### TASK INSTRUCTIONS
Every record here should be printed again exactly.

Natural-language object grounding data
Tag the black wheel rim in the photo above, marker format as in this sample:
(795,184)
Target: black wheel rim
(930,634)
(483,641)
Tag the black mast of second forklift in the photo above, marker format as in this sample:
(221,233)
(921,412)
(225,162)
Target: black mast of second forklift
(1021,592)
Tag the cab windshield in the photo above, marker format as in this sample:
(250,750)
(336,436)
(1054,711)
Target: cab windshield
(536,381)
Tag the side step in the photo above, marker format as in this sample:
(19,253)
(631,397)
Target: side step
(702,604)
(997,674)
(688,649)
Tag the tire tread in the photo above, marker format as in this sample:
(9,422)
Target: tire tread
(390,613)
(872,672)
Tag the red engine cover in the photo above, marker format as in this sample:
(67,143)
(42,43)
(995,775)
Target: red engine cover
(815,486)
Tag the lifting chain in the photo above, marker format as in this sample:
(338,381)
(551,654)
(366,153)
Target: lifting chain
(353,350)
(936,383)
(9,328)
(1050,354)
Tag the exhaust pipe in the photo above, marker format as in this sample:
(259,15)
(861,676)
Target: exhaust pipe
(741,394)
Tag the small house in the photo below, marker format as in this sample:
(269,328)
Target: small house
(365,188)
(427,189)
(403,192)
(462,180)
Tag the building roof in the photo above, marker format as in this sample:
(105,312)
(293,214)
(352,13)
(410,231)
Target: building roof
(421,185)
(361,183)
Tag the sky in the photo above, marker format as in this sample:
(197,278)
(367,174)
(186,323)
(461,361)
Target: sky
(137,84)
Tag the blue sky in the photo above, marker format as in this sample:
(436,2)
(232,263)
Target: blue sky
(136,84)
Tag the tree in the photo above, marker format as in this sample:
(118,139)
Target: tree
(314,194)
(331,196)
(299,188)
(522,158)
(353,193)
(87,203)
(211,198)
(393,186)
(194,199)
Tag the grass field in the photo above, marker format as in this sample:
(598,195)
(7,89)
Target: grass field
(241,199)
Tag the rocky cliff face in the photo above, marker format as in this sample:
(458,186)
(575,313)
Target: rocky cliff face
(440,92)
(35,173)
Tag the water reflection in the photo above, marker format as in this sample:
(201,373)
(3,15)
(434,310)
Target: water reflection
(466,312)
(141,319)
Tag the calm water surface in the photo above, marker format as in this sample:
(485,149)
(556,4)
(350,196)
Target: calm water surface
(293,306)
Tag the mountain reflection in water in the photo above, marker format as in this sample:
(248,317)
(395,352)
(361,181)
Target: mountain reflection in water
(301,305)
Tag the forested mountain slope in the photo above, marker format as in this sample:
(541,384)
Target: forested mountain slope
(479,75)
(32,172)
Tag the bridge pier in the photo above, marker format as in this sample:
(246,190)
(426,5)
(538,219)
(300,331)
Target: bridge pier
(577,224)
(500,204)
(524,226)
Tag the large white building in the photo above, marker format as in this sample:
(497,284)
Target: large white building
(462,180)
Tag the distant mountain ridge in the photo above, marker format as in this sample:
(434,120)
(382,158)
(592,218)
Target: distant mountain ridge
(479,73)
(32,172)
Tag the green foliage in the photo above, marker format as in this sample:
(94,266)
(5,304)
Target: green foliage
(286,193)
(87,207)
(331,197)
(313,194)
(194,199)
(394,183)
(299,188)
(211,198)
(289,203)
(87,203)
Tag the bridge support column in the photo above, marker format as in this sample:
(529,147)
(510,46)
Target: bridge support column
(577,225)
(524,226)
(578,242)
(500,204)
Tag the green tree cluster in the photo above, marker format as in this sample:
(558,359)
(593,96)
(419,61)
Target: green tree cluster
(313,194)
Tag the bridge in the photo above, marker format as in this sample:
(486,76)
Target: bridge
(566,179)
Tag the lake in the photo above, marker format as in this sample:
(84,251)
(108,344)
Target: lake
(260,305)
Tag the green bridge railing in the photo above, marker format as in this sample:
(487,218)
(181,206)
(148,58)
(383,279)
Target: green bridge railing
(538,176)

### EXERCISE RESPONSE
Tag the black wheel rim in the photo above, marker format as in this sample:
(795,184)
Target: black wheel rim
(930,634)
(483,641)
Tag the black mast of second forklift in the photo above, marker format as in this sample:
(221,233)
(921,412)
(225,162)
Target: black mast of second forklift
(1021,592)
Tag the cab windshield in the photo above, marker format as in this sample:
(250,750)
(336,436)
(1054,711)
Target: cab windshield
(536,381)
Tag the side step in the photo above, marker format as in this sample:
(19,253)
(631,397)
Target: side step
(702,604)
(997,674)
(688,649)
Tag the tire tread in the photo above, marker format as in this sample:
(9,422)
Target: tire tread
(390,613)
(872,672)
Tag the red engine cover in the photo above, marker format as in this sample:
(67,143)
(42,43)
(995,775)
Target: red engine cover
(815,486)
Tag the lifting chain in the photo above, marker format as in this sample:
(338,381)
(551,654)
(366,153)
Target: lifting chain
(353,350)
(936,383)
(9,328)
(1050,354)
Tag the exhaust pipe in the photo above, marker format as in this sample:
(259,15)
(861,676)
Target: exhaust pipe
(741,394)
Tag the small house in the photo below, marker format as in this sample:
(269,328)
Target: small house
(365,188)
(427,189)
(403,192)
(462,180)
Tag the building roof in the photo above, marker format as in this sample:
(105,312)
(293,214)
(352,13)
(410,231)
Target: building roof
(421,185)
(361,183)
Tag the sky in the photo above, marker format as in this sample:
(197,278)
(367,174)
(186,323)
(461,361)
Target: sky
(137,84)
Tag the blue sky in the photo above, marker format as in this sample:
(436,2)
(232,263)
Target: blue sky
(136,84)
Tag the tree in the photo above, marker format as in this sample:
(118,139)
Target: tree
(314,194)
(331,196)
(299,188)
(522,158)
(353,193)
(87,203)
(211,198)
(393,186)
(194,199)
Tag the grass field in the photo above, marker format as in this sample:
(598,195)
(7,89)
Target: grass field
(241,199)
Tag the rocky cliff face in the photo above, marker format as in this sample:
(458,186)
(575,313)
Target: rocky cliff face
(440,92)
(35,173)
Tag the water reflection in the photo above, marker format as in this sample:
(201,373)
(3,15)
(434,310)
Target: water reflection
(466,312)
(141,319)
Tag the calm water surface in the photo above, marker format as in this sample:
(485,149)
(556,4)
(350,196)
Target: calm water surface
(293,306)
Tag the mountain reflection in water in the photo above, marker format as in this sample:
(248,317)
(395,352)
(361,181)
Target: mountain reflection in water
(301,305)
Tag the forested mountain slope in the photo above, marker format as in this sample:
(541,384)
Target: forested mountain slope
(479,75)
(32,172)
Tag the bridge pier in the photo above, marker format as in this sample:
(246,190)
(426,5)
(538,219)
(300,331)
Target: bridge pier
(577,224)
(500,204)
(524,226)
Tag the large white building in the photo above, marker format as in this sample:
(497,284)
Target: large white building
(462,180)
Tag the distant mountain ridge in the photo above, marker format as in this sample:
(434,120)
(382,158)
(592,218)
Target: distant mountain ridge
(479,73)
(32,172)
Tag the green foliage in the photo above, marker format as in this sample:
(94,266)
(5,304)
Target: green foliage
(286,193)
(87,207)
(331,197)
(313,194)
(194,199)
(394,183)
(299,188)
(211,198)
(289,203)
(87,203)
Tag the bridge support column in the photo above, marker format as in this sample:
(529,147)
(510,46)
Target: bridge support column
(577,225)
(524,226)
(578,242)
(500,204)
Tag the green tree cluster in the photo above, marker format as in this sample:
(558,359)
(593,96)
(419,61)
Target: green tree cluster
(313,194)
Tag the bridge in the photo above, marker format as in this sample:
(486,76)
Target: bridge
(566,179)
Tag the lake in the photo above, marker format as in this sample:
(84,251)
(108,344)
Target: lake
(260,305)
Tag the green bridge railing in the photo above, marker format as in this sample:
(487,218)
(181,206)
(148,58)
(383,279)
Target: green bridge railing
(538,176)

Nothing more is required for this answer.